#### Data records ####

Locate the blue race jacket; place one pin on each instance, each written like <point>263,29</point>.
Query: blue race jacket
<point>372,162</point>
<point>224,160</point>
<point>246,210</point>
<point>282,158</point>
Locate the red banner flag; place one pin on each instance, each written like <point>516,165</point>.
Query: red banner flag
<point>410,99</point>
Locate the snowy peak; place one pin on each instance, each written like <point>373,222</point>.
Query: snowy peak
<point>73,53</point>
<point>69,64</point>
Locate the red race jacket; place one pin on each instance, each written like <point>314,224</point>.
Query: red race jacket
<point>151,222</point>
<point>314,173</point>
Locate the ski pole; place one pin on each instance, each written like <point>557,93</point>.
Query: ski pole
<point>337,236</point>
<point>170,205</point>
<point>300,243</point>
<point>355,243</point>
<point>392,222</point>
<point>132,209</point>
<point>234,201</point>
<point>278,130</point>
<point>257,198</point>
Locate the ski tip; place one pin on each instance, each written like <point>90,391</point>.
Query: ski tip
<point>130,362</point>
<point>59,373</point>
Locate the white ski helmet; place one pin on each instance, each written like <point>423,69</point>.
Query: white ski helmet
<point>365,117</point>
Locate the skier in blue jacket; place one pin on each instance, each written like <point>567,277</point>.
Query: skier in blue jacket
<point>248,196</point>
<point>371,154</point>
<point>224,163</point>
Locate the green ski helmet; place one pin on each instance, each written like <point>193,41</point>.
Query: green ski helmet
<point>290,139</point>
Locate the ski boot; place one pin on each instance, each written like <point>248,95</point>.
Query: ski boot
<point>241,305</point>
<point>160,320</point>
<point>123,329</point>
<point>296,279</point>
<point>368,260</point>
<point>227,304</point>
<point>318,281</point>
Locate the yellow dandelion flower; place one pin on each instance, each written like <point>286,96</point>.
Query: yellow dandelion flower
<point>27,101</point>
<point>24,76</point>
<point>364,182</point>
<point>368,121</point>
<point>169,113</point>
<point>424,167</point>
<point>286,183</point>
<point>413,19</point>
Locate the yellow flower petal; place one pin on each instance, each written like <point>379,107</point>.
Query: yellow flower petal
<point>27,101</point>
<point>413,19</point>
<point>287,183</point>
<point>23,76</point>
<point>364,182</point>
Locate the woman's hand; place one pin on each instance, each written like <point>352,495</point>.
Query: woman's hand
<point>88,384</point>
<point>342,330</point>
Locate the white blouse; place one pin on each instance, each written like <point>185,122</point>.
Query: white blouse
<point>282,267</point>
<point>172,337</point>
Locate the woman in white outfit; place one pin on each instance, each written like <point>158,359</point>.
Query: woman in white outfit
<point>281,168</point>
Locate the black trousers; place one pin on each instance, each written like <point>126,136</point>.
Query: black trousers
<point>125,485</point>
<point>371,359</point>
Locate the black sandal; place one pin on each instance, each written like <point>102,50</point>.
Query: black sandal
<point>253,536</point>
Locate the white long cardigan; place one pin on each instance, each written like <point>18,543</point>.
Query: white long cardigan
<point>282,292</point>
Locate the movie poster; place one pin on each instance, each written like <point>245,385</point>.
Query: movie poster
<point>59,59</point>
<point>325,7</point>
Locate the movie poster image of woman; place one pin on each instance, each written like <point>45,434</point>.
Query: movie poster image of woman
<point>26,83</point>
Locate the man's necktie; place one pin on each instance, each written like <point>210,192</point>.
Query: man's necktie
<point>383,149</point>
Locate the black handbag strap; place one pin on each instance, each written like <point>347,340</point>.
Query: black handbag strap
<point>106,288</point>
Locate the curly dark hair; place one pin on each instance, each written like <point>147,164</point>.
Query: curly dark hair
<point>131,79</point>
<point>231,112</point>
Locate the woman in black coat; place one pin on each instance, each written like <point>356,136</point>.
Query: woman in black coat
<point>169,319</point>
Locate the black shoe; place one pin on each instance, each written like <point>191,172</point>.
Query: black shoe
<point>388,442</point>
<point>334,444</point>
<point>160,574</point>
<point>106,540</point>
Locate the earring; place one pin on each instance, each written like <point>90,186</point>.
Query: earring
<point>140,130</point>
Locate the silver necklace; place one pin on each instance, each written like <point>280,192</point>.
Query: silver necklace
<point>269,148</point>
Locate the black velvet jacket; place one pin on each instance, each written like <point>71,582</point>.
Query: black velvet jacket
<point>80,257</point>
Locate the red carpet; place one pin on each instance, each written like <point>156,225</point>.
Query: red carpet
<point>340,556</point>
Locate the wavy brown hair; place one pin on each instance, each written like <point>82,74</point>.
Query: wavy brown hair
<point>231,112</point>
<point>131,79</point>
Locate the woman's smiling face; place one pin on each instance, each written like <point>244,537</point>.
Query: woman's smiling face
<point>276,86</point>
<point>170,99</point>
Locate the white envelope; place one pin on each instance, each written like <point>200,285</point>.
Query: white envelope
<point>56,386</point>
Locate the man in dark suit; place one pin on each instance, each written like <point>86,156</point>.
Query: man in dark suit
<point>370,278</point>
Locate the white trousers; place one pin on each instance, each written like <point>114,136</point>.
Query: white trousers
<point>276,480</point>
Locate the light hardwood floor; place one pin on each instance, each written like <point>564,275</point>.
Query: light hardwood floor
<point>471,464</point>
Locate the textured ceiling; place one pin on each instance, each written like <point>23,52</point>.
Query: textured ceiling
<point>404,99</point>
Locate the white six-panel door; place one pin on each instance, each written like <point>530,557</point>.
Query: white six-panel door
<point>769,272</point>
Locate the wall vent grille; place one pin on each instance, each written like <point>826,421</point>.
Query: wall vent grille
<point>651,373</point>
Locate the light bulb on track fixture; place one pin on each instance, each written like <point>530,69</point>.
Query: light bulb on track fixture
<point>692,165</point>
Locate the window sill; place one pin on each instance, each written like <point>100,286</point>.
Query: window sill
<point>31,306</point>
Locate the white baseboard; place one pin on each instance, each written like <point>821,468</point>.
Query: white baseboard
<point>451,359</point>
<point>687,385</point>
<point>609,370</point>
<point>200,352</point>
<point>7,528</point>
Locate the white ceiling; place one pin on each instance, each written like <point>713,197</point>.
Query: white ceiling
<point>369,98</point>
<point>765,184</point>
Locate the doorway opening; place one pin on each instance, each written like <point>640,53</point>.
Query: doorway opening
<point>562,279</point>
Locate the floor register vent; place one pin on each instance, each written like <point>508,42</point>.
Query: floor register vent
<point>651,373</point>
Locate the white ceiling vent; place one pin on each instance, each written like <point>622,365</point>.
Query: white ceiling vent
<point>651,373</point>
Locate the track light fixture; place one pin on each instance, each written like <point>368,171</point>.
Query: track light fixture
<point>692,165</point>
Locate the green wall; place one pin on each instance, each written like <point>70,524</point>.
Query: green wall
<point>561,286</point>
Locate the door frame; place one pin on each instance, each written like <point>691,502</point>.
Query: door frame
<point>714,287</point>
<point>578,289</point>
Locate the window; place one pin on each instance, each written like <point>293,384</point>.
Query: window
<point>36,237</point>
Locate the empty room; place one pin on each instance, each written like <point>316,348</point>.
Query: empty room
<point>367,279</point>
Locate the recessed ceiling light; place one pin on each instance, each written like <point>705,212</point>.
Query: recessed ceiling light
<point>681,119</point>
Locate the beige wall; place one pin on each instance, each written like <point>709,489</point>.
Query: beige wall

####

▸ **Action item**: Whenever the word "beige" occurs in a line above, copy that line.

▸ **Result of the task**:
Locate the beige wall; place one pin on each instance, each written like <point>709,489</point>.
Query: beige wall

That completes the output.